■ **OBJECTIVE**:
Would you write out the entries below, every one of them, exactly?

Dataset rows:
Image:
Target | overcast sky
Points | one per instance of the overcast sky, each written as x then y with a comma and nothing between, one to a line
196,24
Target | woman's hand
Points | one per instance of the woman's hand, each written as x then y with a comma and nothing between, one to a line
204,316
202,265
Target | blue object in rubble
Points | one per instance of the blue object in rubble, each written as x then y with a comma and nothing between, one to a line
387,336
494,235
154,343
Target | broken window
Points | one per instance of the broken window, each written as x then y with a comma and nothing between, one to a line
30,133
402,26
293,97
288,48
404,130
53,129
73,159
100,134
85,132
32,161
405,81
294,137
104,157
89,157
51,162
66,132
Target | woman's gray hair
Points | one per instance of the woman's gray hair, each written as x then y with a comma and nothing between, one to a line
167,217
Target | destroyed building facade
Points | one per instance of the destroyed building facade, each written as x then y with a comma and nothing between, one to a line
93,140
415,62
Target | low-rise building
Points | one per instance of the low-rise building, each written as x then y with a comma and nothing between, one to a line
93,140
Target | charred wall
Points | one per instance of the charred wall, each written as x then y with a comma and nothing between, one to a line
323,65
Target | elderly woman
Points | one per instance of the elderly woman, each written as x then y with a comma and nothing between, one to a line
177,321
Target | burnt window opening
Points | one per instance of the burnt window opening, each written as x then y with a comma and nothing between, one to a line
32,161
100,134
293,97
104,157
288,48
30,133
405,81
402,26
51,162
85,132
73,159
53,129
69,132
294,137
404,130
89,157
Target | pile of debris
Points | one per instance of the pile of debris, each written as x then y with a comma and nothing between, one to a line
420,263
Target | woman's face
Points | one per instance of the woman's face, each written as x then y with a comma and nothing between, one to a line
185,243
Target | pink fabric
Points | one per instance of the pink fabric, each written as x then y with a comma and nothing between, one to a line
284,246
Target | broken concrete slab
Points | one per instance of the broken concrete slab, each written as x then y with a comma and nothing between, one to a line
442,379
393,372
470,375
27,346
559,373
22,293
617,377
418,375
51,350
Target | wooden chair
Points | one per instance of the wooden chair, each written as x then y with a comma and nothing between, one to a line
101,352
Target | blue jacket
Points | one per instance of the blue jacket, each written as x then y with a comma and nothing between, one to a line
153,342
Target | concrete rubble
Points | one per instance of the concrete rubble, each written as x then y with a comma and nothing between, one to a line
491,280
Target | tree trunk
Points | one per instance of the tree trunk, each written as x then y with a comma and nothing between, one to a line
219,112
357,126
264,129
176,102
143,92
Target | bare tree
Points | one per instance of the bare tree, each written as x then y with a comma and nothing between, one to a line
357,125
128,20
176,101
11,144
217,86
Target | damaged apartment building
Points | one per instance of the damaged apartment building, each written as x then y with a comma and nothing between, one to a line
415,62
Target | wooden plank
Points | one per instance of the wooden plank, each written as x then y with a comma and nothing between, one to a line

■ **ANSWER FOR THE TASK**:
Image:
Target | overcast sky
Points | one per instance of the overcast sky, each written as x then y with a comma and nothing between, one to a line
196,24
Target | woman's hand
Points | one per instance of the woman's hand, each written as x then y with a comma and nothing between, one to a line
204,316
202,265
Target | blue object in rubble
Points | one per instance of the blue object in rubble, each written as x then y with a comma and nothing between, one to a line
387,336
494,235
154,343
Target | broken window
Points | one per instance of the broken window, each written as x then y with a comma and nothing between, one to a line
30,133
402,26
293,97
288,48
404,130
53,129
73,159
100,134
85,132
32,161
405,81
294,137
104,157
89,157
51,162
66,132
Target | woman's gray hair
Points | one per instance of the woman's gray hair, each written as x then y with a comma and nothing between, one to a line
167,217
Target | destroyed building facade
Points | one per instance of the destroyed building facade, each written as x then y with a comma and nothing between, one to a line
93,140
415,62
Target | low-rise building
Points | one per instance of the low-rise building, each written as x then y with a comma and nothing between, one to a line
93,140
Target | charred wall
Points | one per instance of the charred wall, each written as x then y with a comma and nothing between, one to a line
323,65
Target | elderly woman
Points | one per instance of the elderly woman, each written as x then y with a comma and nothing between, one to a line
177,321
Target | burnt window opening
Points | one per instance of the burnt window opening, each written as x then y with a comma and nothing between, one to a line
32,161
100,134
293,97
104,157
288,48
30,133
405,81
402,26
51,162
85,132
73,159
53,129
69,132
294,137
404,130
89,157
Target | pile of debris
Points | one per instance of the pile of debris, each written as x then y with a comma and nothing between, one to a line
420,263
Target | woman's face
Points | one per instance of the woman's face, each written as x then y with a comma and nothing between, one to a line
185,243
Target | pink fabric
Points | one per instance of the pink fabric, each written as x then y with a comma and nothing between, one to a line
284,246
Target | broken concrete slab
Points | one per instance of the broken concrete slab, each written as x then y with a comma and nothing between, one to a line
442,379
393,372
470,375
27,346
559,373
22,293
617,377
418,375
51,350
Target | wooden chair
Points | one per instance of the wooden chair, each written as x then y with a comma and nothing between, one to a line
101,352
Target | blue jacket
Points | one per instance of the blue jacket, each written as x then y with a comma and nothing between, one to a line
153,342
Target | concrete rubble
Points | one per instance of the concrete rubble, each written as x then y with a comma and nothing between, one to a line
491,280
Target | tree trunk
Points | one per instance of the tree trunk, each written as x then y with a comma and nothing between, one to a line
219,112
357,126
264,129
176,102
143,92
Target | bare tree
Points | one per instance of the bare tree, each written as x then y with a comma and nothing between, one to a line
357,125
128,20
176,101
11,144
217,86
Target | damaged apartment building
Points | one per instance of the damaged apartment building, each written as x then y with a comma and nothing between, one to a line
415,62
Target | wooden plank
Points | one per instance of the wooden plank, each written as x then y with a comma and nothing between, one to a line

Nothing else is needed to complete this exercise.